Start of Task data

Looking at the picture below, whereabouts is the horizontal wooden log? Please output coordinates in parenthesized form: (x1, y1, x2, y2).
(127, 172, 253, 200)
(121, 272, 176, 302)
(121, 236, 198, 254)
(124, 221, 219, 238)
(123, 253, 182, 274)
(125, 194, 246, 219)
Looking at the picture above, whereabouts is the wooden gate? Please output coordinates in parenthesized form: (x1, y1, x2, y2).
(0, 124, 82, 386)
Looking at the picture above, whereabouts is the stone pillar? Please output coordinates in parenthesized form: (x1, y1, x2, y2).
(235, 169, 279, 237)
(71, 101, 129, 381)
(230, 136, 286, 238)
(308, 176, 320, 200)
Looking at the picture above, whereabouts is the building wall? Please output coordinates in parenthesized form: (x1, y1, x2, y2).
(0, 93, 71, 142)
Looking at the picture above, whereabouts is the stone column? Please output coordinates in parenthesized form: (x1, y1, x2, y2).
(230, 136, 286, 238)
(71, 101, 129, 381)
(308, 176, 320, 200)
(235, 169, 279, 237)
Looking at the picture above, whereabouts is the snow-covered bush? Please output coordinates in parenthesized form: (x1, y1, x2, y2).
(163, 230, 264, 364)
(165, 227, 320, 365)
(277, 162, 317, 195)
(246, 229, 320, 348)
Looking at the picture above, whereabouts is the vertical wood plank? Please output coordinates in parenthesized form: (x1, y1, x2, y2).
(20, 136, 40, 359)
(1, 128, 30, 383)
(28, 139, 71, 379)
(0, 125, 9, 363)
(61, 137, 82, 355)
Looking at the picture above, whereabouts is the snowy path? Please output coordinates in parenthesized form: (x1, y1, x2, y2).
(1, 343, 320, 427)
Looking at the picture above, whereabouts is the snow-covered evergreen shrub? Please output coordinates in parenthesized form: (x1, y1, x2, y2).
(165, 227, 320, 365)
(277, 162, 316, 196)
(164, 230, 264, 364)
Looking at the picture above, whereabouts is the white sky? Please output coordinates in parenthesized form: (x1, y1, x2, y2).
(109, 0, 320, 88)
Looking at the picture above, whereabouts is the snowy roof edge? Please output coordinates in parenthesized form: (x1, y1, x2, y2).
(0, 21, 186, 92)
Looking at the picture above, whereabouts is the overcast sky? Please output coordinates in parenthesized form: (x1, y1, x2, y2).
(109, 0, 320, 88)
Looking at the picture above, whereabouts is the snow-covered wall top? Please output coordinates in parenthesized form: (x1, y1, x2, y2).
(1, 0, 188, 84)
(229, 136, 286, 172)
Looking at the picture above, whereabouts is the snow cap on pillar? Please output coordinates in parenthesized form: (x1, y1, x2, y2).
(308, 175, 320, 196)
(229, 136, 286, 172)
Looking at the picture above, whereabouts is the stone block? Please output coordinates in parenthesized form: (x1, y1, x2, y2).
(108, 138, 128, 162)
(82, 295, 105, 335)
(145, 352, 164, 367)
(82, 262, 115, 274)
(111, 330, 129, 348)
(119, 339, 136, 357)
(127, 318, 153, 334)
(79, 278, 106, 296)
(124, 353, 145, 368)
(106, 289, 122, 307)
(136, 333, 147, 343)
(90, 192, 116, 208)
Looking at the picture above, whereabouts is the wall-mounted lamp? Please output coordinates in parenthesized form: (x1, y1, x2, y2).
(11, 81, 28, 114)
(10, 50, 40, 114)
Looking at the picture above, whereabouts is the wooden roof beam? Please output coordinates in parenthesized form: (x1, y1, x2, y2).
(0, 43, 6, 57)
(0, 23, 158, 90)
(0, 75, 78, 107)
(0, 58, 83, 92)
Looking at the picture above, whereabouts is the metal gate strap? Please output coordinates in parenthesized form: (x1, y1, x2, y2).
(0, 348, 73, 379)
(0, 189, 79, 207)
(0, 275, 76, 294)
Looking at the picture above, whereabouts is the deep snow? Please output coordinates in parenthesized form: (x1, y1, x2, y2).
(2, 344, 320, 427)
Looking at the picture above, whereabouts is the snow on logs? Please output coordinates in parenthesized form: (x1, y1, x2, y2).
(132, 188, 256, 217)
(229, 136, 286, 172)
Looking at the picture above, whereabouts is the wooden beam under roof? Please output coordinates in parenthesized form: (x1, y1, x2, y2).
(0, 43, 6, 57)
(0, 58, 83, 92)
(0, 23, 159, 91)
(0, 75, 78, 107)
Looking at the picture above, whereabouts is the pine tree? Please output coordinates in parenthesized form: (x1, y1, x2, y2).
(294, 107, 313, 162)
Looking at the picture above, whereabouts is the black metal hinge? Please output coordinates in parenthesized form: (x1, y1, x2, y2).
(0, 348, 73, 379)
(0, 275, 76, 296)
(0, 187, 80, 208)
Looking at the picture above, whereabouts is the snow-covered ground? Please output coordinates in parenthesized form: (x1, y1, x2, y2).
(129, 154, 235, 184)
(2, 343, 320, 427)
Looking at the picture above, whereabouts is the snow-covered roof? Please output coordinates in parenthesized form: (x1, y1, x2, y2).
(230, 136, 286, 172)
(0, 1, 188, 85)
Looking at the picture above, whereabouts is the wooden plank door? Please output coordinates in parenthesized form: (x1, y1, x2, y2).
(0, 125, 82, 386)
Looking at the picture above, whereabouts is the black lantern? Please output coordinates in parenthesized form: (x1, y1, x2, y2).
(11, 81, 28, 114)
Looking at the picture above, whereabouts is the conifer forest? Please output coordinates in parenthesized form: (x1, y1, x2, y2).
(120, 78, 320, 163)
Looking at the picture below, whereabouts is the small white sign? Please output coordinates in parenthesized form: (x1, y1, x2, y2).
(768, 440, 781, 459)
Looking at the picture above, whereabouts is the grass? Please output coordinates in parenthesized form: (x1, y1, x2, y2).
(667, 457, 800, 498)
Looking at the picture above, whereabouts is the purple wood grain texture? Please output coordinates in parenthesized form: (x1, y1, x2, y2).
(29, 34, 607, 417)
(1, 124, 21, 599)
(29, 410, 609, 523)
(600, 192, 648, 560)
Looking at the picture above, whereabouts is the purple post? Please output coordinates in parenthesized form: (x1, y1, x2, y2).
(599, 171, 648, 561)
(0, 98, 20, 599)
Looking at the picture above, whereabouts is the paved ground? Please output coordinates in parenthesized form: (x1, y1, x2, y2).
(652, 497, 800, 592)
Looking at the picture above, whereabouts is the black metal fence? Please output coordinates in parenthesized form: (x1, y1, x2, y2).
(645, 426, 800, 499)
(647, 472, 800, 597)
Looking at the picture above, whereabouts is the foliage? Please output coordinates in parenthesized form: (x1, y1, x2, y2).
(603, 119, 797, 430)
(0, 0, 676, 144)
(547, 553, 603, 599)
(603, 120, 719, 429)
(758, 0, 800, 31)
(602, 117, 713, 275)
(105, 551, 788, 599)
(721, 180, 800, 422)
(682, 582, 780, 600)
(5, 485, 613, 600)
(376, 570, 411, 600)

End of Task data
Start of Task data

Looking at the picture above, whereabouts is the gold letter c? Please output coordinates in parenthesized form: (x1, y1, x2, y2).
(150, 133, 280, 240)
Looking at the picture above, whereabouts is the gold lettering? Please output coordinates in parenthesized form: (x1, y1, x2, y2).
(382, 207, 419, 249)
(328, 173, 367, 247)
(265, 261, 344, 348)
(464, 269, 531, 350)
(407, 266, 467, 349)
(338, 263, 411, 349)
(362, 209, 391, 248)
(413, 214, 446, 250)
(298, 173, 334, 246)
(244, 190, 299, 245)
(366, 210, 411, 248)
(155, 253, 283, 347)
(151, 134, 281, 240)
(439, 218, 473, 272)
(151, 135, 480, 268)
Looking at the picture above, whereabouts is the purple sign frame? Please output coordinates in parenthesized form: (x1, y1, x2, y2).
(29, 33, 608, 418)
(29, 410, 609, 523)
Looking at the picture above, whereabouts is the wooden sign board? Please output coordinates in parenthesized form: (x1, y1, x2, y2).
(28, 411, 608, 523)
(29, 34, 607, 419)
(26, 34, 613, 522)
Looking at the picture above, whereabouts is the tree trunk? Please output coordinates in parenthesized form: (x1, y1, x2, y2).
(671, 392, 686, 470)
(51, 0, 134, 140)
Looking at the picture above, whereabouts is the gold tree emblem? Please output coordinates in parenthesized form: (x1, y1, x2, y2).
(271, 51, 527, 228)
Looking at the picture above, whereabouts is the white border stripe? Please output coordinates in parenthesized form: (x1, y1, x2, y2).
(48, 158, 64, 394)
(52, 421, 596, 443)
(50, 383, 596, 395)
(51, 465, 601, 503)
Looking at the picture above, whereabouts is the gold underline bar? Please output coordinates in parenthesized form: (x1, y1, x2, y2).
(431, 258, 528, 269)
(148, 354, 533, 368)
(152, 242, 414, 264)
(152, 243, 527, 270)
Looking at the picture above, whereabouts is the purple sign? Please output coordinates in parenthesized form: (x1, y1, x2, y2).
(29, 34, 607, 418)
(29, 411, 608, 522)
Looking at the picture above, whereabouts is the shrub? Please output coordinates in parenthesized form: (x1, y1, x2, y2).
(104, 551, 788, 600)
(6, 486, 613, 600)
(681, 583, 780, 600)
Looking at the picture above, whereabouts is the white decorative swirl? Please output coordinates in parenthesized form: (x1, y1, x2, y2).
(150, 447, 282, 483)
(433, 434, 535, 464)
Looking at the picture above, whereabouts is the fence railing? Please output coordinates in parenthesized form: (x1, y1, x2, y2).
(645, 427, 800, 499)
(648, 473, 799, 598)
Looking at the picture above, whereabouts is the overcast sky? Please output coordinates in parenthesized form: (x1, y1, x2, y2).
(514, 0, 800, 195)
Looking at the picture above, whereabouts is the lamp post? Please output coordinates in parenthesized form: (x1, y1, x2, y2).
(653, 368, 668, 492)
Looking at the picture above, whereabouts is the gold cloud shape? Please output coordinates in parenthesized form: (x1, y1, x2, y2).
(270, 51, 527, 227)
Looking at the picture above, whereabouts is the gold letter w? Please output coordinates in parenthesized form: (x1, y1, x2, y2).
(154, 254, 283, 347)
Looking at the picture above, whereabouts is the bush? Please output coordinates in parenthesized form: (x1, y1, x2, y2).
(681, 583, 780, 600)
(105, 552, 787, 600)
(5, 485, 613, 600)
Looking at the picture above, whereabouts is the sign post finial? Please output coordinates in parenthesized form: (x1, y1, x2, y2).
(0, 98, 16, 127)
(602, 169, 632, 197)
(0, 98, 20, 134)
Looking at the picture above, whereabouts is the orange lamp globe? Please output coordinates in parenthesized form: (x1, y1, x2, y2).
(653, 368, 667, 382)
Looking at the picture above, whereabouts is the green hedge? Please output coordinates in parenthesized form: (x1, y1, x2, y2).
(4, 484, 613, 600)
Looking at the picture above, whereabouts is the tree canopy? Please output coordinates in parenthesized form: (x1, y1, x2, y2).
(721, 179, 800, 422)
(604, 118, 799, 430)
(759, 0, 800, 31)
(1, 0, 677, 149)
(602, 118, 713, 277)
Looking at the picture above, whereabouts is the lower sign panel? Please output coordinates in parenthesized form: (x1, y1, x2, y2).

End of Task data

## Your assignment:
Give only the lines from the one holding "Looking at the picture above, whereabouts is the green" through the one holding "Looking at the picture above, whereabouts is the lower", each restated exactly as it appears above.

## Written response:
Looking at the picture above, whereabouts is the green hedge? Please output coordinates in parenthesized form: (x1, y1, x2, y2).
(4, 484, 613, 600)
Looking at the picture above, whereabouts is the tree canopy? Please output coordinates in parenthesized form: (x1, y1, x2, y2).
(721, 179, 800, 422)
(604, 118, 799, 430)
(759, 0, 800, 31)
(1, 0, 677, 149)
(602, 118, 713, 277)
Looking at the picture above, whereabouts is the lower sign panel? Please output coordinates in parenthesized form: (x1, y1, x2, y2).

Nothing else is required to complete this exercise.